=== Recorded information ===
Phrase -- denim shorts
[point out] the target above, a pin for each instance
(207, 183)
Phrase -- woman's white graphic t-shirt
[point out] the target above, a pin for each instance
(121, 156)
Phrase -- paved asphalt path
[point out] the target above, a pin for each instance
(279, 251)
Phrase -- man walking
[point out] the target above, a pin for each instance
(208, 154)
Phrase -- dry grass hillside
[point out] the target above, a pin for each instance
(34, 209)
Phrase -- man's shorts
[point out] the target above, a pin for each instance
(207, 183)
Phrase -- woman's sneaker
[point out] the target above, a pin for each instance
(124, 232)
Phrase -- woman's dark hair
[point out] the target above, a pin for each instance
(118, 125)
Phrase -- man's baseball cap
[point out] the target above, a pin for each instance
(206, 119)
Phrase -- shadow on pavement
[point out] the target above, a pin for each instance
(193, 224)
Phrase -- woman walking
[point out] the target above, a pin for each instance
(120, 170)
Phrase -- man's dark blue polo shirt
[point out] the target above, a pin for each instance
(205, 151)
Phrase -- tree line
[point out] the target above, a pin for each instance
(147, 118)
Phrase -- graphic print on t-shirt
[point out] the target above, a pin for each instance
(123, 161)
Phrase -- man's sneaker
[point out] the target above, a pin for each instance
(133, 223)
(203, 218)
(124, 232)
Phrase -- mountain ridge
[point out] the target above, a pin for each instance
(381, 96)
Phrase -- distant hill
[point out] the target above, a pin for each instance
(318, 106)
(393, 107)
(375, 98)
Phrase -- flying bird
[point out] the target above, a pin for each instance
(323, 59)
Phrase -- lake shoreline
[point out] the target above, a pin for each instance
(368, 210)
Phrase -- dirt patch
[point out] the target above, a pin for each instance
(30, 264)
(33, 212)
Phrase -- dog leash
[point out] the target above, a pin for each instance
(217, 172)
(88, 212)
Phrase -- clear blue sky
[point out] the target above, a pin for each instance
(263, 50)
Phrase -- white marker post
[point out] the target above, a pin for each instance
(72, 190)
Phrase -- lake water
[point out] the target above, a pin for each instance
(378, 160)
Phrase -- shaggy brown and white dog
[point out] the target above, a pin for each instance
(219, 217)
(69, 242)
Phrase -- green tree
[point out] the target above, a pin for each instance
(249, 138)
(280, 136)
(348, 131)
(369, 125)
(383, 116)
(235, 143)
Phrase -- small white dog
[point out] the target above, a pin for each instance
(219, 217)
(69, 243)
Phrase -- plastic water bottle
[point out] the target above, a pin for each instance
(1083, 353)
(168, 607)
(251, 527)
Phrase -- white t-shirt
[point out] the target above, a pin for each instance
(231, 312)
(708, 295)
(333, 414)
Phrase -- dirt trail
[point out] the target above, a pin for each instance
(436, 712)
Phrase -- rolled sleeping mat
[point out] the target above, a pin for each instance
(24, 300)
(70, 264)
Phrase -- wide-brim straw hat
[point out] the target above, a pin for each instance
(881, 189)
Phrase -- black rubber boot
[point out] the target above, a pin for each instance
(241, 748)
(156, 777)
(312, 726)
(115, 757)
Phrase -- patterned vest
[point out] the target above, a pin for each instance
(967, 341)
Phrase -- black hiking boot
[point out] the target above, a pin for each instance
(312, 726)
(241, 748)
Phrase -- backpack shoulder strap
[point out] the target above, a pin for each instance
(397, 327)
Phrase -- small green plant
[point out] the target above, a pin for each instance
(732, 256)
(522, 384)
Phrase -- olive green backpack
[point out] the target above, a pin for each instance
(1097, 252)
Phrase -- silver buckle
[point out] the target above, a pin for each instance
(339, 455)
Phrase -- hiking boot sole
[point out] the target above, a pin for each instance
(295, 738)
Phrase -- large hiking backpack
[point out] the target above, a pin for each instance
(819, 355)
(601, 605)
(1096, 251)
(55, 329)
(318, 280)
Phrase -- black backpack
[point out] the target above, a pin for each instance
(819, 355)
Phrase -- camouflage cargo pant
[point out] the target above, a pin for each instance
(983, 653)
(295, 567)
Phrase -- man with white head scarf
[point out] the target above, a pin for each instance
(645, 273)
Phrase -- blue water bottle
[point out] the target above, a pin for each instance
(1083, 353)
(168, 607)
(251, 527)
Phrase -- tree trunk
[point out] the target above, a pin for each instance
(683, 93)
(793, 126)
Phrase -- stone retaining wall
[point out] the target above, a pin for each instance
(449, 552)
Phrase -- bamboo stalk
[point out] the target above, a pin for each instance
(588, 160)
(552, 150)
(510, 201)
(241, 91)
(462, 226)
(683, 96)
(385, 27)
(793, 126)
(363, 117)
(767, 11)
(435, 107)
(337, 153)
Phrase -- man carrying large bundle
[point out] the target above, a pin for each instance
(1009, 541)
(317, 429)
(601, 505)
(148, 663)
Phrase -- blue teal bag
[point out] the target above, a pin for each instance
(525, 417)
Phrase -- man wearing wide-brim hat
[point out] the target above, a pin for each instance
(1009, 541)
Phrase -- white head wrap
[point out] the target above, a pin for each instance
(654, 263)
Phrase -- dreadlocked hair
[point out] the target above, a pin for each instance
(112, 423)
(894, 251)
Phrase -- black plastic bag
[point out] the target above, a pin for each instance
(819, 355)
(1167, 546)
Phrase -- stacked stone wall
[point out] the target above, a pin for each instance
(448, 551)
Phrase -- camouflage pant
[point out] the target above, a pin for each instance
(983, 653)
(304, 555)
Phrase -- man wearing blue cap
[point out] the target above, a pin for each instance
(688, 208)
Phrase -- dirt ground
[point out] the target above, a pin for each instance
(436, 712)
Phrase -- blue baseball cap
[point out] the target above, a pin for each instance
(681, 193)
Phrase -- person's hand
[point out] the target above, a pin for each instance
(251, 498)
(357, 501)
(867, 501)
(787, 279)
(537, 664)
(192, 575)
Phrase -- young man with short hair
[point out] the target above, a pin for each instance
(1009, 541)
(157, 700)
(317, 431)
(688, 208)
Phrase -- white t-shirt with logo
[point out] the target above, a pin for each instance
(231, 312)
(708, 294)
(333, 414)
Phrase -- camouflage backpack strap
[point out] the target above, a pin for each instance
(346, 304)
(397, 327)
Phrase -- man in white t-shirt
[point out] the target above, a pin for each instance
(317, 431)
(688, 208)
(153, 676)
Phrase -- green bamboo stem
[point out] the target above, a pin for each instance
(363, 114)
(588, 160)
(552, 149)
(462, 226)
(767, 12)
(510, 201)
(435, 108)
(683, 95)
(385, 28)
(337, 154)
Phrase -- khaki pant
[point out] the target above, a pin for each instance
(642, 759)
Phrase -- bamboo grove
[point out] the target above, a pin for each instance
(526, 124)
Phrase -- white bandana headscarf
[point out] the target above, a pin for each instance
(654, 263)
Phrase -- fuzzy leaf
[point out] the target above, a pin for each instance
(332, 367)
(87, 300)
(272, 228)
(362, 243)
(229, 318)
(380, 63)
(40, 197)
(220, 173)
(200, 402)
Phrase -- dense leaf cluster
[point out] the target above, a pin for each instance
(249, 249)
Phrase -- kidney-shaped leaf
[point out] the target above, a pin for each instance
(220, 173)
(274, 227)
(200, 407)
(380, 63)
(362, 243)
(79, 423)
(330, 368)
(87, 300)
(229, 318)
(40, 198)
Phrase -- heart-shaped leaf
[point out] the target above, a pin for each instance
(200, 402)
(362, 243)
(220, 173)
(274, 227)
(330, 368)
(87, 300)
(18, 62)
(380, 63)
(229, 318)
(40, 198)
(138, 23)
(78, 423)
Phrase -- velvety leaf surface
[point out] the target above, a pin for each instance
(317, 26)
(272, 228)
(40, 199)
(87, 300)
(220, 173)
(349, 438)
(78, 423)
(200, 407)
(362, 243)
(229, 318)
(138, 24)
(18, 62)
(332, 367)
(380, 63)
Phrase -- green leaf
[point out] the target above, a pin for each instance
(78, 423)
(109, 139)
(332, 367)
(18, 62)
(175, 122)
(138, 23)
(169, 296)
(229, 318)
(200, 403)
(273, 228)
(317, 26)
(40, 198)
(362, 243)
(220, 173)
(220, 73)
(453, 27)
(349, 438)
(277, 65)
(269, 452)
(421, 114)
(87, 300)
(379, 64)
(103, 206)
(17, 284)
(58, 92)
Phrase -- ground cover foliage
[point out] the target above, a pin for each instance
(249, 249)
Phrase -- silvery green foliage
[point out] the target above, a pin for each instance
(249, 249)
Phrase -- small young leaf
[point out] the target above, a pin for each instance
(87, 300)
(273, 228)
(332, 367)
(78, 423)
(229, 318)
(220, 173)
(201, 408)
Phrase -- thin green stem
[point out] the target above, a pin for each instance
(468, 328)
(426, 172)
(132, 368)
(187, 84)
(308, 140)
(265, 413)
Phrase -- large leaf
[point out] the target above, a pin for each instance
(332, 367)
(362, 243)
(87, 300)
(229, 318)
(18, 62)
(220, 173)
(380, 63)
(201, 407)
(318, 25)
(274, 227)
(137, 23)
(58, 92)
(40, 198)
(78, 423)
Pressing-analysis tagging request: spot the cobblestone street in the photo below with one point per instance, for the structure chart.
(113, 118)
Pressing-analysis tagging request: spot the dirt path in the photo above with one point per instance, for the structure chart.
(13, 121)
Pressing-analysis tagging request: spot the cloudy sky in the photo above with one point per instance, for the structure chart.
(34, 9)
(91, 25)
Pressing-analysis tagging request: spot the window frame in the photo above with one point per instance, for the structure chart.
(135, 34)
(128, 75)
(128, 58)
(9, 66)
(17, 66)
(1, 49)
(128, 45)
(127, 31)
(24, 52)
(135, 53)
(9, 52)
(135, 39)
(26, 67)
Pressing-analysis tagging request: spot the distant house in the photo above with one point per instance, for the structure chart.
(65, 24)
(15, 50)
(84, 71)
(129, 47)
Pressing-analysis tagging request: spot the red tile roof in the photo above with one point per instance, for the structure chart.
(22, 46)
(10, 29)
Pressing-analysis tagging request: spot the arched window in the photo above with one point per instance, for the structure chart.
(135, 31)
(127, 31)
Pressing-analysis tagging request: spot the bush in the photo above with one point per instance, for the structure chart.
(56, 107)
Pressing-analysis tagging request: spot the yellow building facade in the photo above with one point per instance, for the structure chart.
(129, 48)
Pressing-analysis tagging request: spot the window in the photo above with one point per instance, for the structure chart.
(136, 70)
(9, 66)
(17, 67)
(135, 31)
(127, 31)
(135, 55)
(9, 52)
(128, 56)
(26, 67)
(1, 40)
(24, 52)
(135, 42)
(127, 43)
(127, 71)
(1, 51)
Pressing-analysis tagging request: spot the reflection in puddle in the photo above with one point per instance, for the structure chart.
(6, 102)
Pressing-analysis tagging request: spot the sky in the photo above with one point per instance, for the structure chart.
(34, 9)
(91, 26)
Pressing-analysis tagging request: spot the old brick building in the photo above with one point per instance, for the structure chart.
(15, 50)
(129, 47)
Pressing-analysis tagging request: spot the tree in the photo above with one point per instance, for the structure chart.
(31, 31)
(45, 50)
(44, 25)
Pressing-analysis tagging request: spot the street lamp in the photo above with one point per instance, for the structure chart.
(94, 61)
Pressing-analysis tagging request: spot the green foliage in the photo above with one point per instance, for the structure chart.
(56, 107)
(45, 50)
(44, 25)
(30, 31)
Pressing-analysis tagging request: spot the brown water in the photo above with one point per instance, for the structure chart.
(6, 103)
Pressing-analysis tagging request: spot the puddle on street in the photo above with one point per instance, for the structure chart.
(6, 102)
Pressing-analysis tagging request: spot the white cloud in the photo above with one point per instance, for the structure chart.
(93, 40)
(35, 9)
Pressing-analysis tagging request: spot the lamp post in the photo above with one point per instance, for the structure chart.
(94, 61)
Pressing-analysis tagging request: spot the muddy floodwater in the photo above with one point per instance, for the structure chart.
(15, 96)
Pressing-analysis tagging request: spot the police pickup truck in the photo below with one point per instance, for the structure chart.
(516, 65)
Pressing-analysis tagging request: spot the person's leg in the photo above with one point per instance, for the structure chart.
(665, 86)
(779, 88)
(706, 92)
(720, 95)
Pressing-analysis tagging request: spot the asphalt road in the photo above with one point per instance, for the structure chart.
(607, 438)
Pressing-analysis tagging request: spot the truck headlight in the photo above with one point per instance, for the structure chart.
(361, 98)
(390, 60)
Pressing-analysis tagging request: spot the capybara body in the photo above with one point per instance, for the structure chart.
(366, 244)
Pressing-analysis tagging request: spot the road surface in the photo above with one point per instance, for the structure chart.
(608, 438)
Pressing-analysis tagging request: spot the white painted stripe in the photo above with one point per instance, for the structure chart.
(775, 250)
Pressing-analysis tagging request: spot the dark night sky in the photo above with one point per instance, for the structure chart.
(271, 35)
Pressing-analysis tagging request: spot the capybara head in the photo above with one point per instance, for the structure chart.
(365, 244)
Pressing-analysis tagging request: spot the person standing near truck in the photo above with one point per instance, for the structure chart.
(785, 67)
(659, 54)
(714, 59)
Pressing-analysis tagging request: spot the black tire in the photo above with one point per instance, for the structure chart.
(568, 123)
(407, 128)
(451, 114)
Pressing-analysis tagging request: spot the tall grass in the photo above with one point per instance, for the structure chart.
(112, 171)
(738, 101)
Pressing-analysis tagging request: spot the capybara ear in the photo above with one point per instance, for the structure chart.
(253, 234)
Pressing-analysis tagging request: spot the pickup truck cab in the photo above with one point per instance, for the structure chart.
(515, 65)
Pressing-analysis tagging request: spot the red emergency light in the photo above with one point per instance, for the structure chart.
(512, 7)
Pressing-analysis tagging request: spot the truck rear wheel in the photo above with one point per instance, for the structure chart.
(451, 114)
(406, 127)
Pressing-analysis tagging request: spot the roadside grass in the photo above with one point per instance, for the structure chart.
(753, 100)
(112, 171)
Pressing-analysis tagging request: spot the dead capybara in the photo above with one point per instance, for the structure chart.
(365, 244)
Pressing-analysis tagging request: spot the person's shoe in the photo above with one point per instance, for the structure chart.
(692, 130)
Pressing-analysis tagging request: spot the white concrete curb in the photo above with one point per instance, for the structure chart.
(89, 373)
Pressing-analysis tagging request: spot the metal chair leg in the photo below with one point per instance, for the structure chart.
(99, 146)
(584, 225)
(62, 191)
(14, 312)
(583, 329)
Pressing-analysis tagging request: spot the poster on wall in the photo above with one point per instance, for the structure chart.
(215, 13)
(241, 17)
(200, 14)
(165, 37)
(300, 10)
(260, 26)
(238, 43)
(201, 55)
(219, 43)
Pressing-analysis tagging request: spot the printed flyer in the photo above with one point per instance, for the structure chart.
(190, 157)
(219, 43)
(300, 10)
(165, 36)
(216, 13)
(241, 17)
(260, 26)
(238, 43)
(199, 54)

=== Exercise aim ===
Looking at the data above, return every line from the one with "Phrase -- dirt ground" down to the one with "Phrase -- kidney-shaped leaf", exactly and inclusively.

=== Task output ===
Phrase -- dirt ground
[point out] the target above, a pin for each instance
(436, 712)
Phrase -- blue baseball cap
[point out] the target above, a pin for each instance
(681, 193)
Phrase -- person's hand
[point out] the target above, a pin for each instance
(251, 498)
(357, 501)
(867, 501)
(787, 279)
(537, 664)
(192, 575)
Phrase -- young man with short hair
[point out] the target above, a pin for each instance
(1009, 541)
(157, 700)
(317, 431)
(688, 208)
Phrase -- white t-shirt with logo
[point out] the target above, a pin for each instance
(231, 312)
(708, 294)
(333, 414)
Phrase -- camouflage backpack strap
[point out] the target above, a pin for each instance
(346, 304)
(397, 327)
Phrase -- man in white t-shirt
[point out] the target above, a pin for each instance
(317, 431)
(688, 208)
(153, 676)
Phrase -- green bamboo stem
[point out] the target above, a pin for each instance
(363, 114)
(588, 160)
(552, 149)
(462, 226)
(767, 12)
(510, 201)
(435, 108)
(683, 95)
(385, 28)
(337, 154)
Phrase -- khaki pant
[point out] the target above, a pin for each instance
(642, 759)
Phrase -- bamboo grove
[point out] the target above, a pin for each instance
(526, 124)
Phrase -- white bandana headscarf
[point out] the target above, a pin for each instance
(654, 263)
Phrase -- fuzzy leaf
[point out] the target above, a pin for each instance
(332, 367)
(87, 300)
(272, 228)
(362, 243)
(229, 318)
(380, 63)
(40, 197)
(220, 173)
(200, 402)
Phrase -- dense leaf cluster
[point out] the target above, a pin for each instance
(249, 249)
Phrase -- kidney-shaped leaf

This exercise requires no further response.